— start —
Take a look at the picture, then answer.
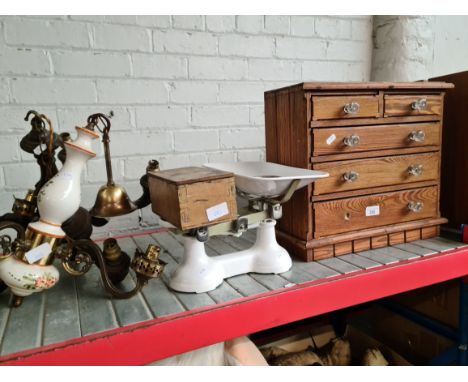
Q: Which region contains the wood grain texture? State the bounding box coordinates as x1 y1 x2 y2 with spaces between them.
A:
352 237 370 252
384 94 442 117
314 187 437 238
265 82 446 261
319 257 361 274
264 93 278 163
312 122 440 156
438 71 468 229
276 218 447 262
358 251 398 265
148 175 237 231
314 153 439 195
312 95 380 121
309 115 441 129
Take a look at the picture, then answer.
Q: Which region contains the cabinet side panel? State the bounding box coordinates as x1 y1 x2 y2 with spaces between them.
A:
265 93 278 163
289 89 312 240
431 71 468 229
276 90 293 233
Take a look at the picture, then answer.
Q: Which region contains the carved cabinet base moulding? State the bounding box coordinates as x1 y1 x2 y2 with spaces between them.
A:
265 81 453 261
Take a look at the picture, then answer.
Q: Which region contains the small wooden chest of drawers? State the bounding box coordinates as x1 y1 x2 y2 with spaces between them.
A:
— end —
BRIEF: Copy out the records from their very beginning through the line that contains "309 115 441 129", with that line included. Leave the pictures out of your answer.

RESPONSE TO THIS EXERCISE:
Take a look at the picture, then answer.
Q: Which region contains the wood grain texture? State the bounding box coordinates as x1 y1 x2 y2 with spaces between them.
A:
352 237 370 252
384 94 442 117
314 187 437 238
265 82 446 261
319 257 361 274
264 93 278 163
312 122 440 156
438 71 468 229
276 218 447 262
358 251 398 265
148 175 237 231
314 153 439 195
312 95 380 121
309 115 441 129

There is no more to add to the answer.